Selection:
Apologies for the late one – apparently, time waits for no one, and today has been non-stop chaos wrapped in a bow of exhaustion. But hey, life loves to remind me that every day is a fresh start, right?
After yesterday’s teary saga and a good heart-to-heart with Dan, I decided this morning to dust myself off and give it another go. I made it to the gym (hallelujah), had a swim, sweated it out in the sauna, ate a healthy lunch like someone who has their life together, and edited alongside some good friends. Honestly, just being around people while working made me feel like an actual functioning adult again.
The usual Tuesday madness followed… feeding the girls in record time, rushing them to piano lessons, and braving the arctic with Pearl and the dog while we waited. But the evening brought what is now a rare moment of luxury, my sister swooped in like a hero, giving me a much-needed escape from the house. Not to work, not to juggle life admin, but to just be. Do you know how strange it feels to sit somewhere without a laptop, a camera or a pile of laundry staring you down? Pure bliss.
The girls… They’re doing pretty well. Sure, we’ve had our moments – a wobble here, a meltdown there – especially after FaceTimes with Dan or when I have to channel my inner bad cop in the morning dash for school. But I have to hand it to them; they’re really trying. They’ve been extra helpful around the house, even if school pick-up i look like a donkey with all the bags I end up carrying. Baby steps.

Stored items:

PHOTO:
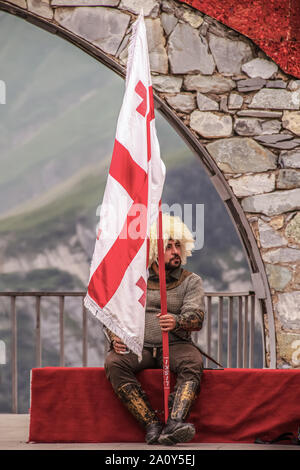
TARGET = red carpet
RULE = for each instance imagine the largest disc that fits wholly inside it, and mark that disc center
(234, 405)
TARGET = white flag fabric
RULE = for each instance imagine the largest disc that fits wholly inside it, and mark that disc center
(117, 286)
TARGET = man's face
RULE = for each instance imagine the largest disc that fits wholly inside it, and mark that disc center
(173, 254)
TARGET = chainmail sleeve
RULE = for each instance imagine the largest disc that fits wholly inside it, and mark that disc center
(193, 308)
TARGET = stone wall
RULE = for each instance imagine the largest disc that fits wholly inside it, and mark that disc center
(242, 108)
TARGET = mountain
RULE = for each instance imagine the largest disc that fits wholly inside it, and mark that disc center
(57, 132)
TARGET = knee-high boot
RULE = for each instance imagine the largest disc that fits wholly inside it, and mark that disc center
(176, 430)
(136, 401)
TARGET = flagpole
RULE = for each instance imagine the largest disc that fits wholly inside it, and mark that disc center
(163, 297)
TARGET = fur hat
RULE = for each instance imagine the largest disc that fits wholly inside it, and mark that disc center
(172, 228)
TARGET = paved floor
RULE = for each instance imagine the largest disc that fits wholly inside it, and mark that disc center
(14, 435)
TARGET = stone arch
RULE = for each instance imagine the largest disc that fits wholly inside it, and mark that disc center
(178, 87)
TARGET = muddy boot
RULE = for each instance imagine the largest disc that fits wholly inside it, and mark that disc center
(176, 430)
(135, 400)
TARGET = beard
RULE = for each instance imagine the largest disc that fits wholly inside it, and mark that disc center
(174, 263)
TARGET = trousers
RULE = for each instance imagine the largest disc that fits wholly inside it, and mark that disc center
(185, 361)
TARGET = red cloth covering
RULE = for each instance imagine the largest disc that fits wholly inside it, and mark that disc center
(234, 405)
(273, 25)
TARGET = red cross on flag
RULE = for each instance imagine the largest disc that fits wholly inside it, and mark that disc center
(117, 286)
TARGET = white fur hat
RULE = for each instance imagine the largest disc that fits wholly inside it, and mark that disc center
(172, 228)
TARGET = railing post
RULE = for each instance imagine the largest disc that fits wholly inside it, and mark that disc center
(229, 333)
(14, 355)
(245, 334)
(239, 334)
(38, 345)
(61, 331)
(252, 325)
(84, 335)
(208, 329)
(220, 329)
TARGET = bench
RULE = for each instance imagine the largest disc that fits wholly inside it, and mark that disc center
(70, 404)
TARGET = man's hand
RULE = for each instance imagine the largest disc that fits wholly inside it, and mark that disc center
(167, 322)
(119, 346)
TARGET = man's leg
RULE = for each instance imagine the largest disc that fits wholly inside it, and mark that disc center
(121, 370)
(187, 363)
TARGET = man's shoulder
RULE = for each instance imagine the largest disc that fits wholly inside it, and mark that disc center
(191, 275)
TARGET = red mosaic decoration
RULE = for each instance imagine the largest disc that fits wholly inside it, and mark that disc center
(273, 25)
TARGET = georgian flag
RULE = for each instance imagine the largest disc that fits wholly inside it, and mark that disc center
(117, 286)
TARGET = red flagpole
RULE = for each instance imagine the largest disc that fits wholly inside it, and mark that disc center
(163, 297)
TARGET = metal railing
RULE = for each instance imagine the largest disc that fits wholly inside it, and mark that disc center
(225, 330)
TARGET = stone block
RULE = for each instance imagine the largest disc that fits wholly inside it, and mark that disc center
(288, 308)
(41, 8)
(229, 55)
(269, 98)
(260, 114)
(167, 83)
(103, 27)
(186, 38)
(288, 179)
(282, 255)
(215, 84)
(206, 104)
(156, 46)
(278, 276)
(210, 125)
(193, 18)
(289, 347)
(150, 7)
(291, 121)
(183, 102)
(269, 237)
(274, 203)
(235, 101)
(252, 184)
(19, 3)
(83, 3)
(260, 68)
(293, 229)
(290, 159)
(241, 155)
(168, 22)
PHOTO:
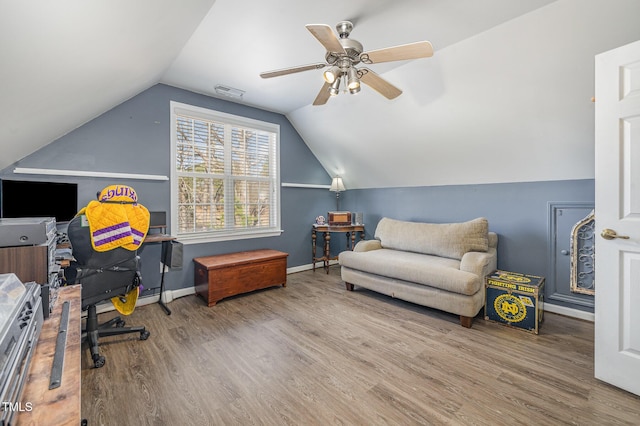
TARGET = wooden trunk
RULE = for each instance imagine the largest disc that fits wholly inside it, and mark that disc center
(225, 275)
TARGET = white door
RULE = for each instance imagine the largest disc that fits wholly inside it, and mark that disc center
(617, 199)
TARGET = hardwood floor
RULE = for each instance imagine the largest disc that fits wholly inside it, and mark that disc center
(313, 353)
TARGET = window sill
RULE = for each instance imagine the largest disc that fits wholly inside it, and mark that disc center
(213, 238)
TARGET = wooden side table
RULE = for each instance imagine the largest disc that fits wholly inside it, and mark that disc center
(349, 230)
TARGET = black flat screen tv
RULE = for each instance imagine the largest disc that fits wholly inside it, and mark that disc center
(39, 199)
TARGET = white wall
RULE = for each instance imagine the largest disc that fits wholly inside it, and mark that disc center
(512, 104)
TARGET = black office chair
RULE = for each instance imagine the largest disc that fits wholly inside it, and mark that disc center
(103, 275)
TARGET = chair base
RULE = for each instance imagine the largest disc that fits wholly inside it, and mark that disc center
(113, 327)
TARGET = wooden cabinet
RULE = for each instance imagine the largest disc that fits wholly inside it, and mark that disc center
(225, 275)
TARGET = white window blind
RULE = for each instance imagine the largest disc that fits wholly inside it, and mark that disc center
(225, 175)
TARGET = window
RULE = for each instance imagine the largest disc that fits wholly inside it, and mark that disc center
(225, 175)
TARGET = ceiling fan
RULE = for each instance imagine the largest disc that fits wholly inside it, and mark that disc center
(343, 54)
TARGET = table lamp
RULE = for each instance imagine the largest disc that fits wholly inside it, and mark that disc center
(337, 186)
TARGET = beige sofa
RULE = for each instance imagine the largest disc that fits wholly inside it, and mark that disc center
(439, 265)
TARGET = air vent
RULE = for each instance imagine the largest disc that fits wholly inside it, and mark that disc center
(229, 91)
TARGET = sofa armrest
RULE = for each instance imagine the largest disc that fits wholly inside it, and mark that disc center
(480, 263)
(368, 245)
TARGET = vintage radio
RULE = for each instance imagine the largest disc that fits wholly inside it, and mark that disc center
(339, 218)
(515, 300)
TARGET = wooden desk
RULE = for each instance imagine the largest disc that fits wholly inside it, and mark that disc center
(349, 230)
(59, 406)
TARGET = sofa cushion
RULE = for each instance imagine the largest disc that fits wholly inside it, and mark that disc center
(433, 271)
(450, 240)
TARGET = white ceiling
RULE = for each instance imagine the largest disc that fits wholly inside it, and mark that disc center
(68, 61)
(240, 38)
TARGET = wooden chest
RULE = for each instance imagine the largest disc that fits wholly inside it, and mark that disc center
(225, 275)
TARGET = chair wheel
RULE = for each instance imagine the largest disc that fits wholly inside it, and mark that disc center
(98, 361)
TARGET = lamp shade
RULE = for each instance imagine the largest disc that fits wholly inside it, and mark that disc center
(337, 185)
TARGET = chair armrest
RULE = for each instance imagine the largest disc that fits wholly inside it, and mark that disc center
(480, 263)
(368, 245)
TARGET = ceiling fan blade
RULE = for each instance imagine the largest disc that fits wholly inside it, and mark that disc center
(326, 37)
(379, 84)
(323, 95)
(419, 49)
(292, 70)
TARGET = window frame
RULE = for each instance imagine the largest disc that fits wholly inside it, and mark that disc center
(226, 234)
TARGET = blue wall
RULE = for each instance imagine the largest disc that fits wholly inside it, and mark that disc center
(517, 212)
(134, 137)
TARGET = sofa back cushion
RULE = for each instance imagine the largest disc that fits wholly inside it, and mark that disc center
(450, 240)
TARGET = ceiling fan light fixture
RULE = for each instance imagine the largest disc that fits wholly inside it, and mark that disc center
(353, 83)
(335, 87)
(332, 74)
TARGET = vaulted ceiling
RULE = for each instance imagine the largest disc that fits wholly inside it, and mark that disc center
(506, 97)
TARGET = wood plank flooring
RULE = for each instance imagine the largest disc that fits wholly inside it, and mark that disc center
(314, 354)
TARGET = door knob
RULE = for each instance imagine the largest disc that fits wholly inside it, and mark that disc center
(610, 234)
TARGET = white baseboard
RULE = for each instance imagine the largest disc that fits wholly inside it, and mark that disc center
(171, 295)
(309, 266)
(570, 312)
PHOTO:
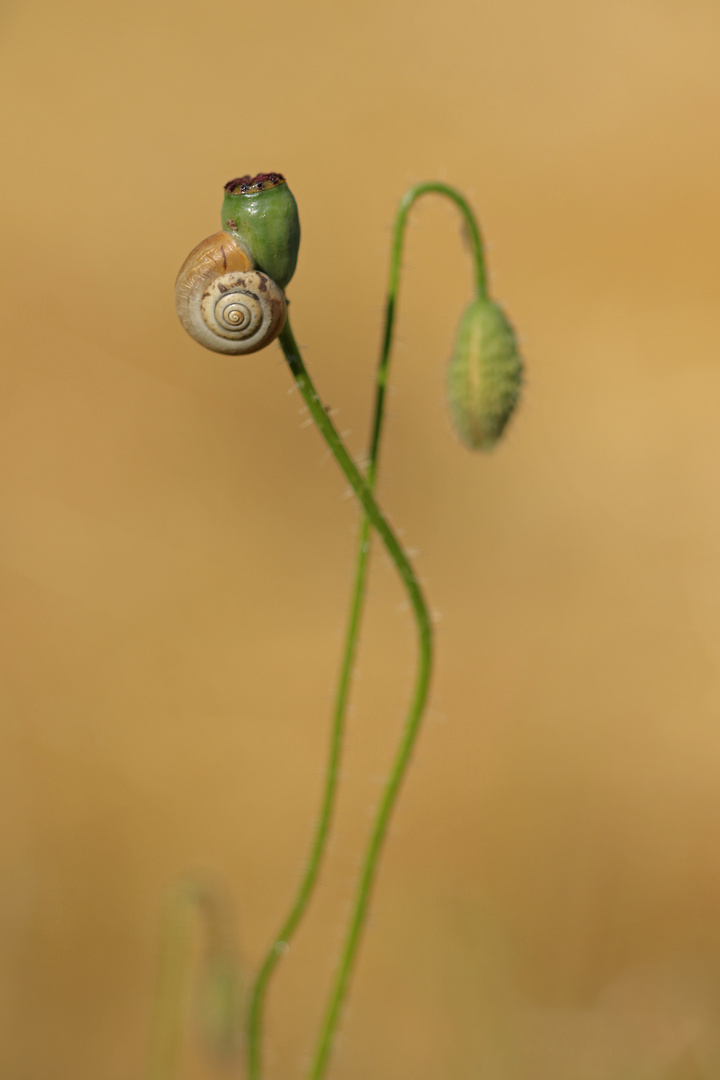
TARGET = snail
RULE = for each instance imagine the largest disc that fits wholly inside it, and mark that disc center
(229, 294)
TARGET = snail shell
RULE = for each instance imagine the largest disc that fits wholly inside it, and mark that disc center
(222, 302)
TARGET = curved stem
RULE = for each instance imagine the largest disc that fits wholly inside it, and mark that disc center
(412, 723)
(281, 942)
(419, 696)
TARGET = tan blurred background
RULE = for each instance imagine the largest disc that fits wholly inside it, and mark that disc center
(177, 547)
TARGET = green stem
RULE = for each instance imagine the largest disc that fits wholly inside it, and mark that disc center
(308, 881)
(419, 696)
(412, 723)
(186, 900)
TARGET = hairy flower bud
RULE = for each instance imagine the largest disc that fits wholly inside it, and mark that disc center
(261, 215)
(484, 376)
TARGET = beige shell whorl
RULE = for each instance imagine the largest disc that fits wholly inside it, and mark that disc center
(222, 302)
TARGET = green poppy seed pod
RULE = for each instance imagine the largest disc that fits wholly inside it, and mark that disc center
(261, 215)
(485, 375)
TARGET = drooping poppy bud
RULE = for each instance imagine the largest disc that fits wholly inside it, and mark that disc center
(484, 376)
(261, 215)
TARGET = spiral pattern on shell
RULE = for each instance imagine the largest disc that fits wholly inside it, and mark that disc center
(223, 304)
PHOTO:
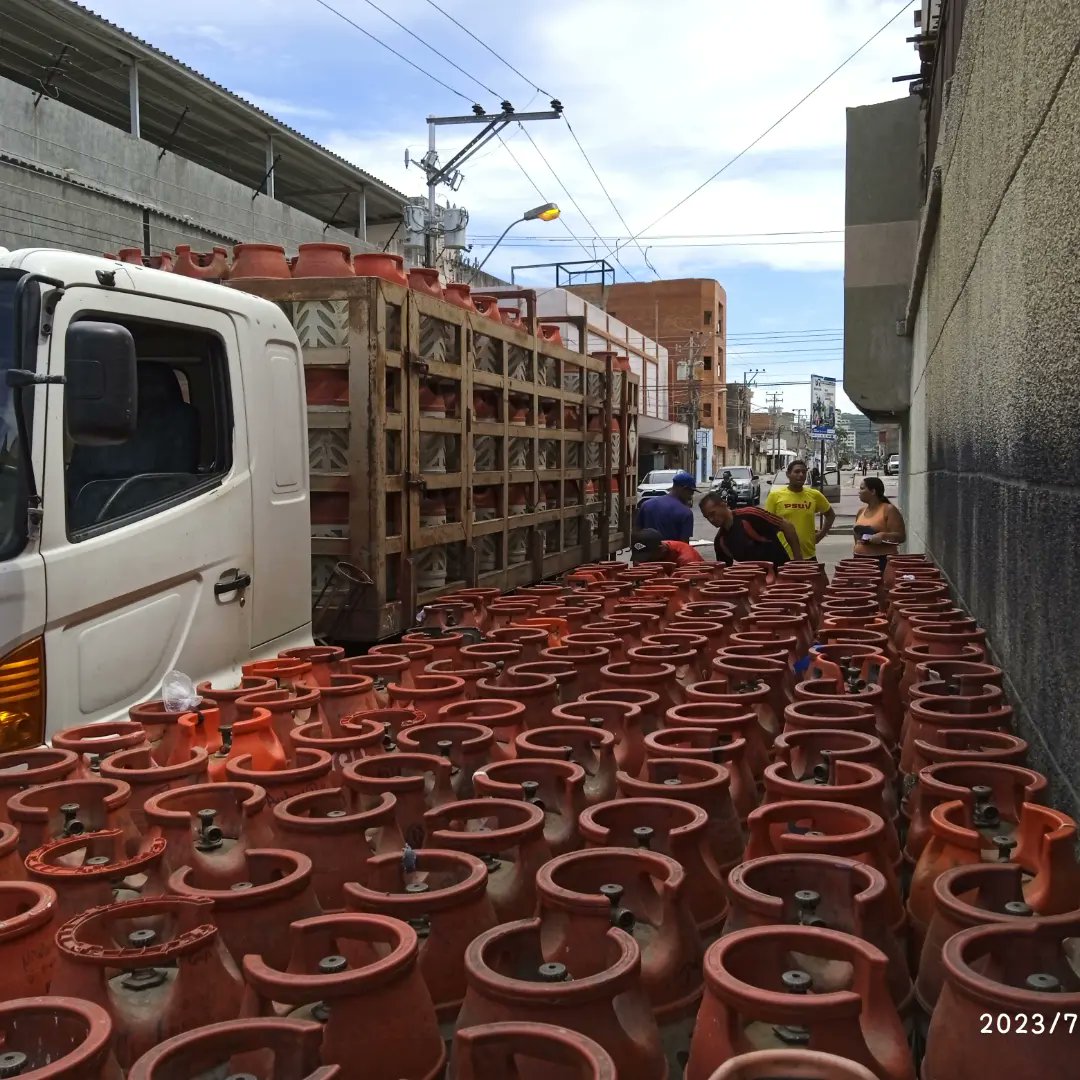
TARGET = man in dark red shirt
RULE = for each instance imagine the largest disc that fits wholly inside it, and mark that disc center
(748, 535)
(648, 545)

Given instruction: Write the next part of the blog post about the hectic Tuesday, starting after its final sentence.

Expected answer:
And somehow, just like that, we’ve hit the one-week mark without Dan. It honestly feels longer – not because it’s been unbearably hard but because when you’re the only one juggling everything, the days blur into an endless to-do list. But here I am, proving to myself (and the girls, Dan and anyone else willing to applaud me) that I’m more capable than I give myself credit for. The check-ins and encouragement have been like little life rafts keeping me afloat.
I won’t lie, though – moving my body today felt like a huge victory. I’ve been neglecting myself lately, and it’s taken its toll. Falling off the wagon is a bad move yet such an easy one. 10 days away from the gym is a lifetime when you’re.. me. I was chatting with a friend about how 9-to-5 workers manage to squeeze in exercise, and honestly, hats off to them. I’m self-employed, with flexibility, and I still struggle to prioritise it. So today, I’m grateful for the freedom my career gives me to occasionally pretend I’m a health guru (even if it’s fleeting LOL).
Dan managed to get seen by a doctor and get his ears sorted. Flushed and a course of antibiotics and he’ll soon be good as new. However, such a daunting experience being unwell aboard especially when you’ve barely found your bearings or settled in. His first day of his new job set off to an exciting start, which makes me so happy. Hearing how buzzed and motivated he is makes the distance a bit easier to handle. But the time difference albeit only 3 hours right now, is still a killer. By the time he messages, I’m usually trying to organise the bedtime routine or heading out the door for the school. The girls, of course, think all contact with him belongs to them, and any attempt I make to sneak in an adult conversation is not welcome.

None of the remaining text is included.